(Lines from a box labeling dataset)
######

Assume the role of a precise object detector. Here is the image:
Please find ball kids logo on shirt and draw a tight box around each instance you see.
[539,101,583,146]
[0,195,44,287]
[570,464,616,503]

######

» **TO BE DONE**
Copy out every one of the lines above, word for word.

» **EXPECTED ANSWER**
Assume the role of a precise object detector. Here is the image:
Please find ball kids logo on shirt and draw a tight box around each instance you see.
[539,101,583,146]
[0,195,44,287]
[570,464,616,503]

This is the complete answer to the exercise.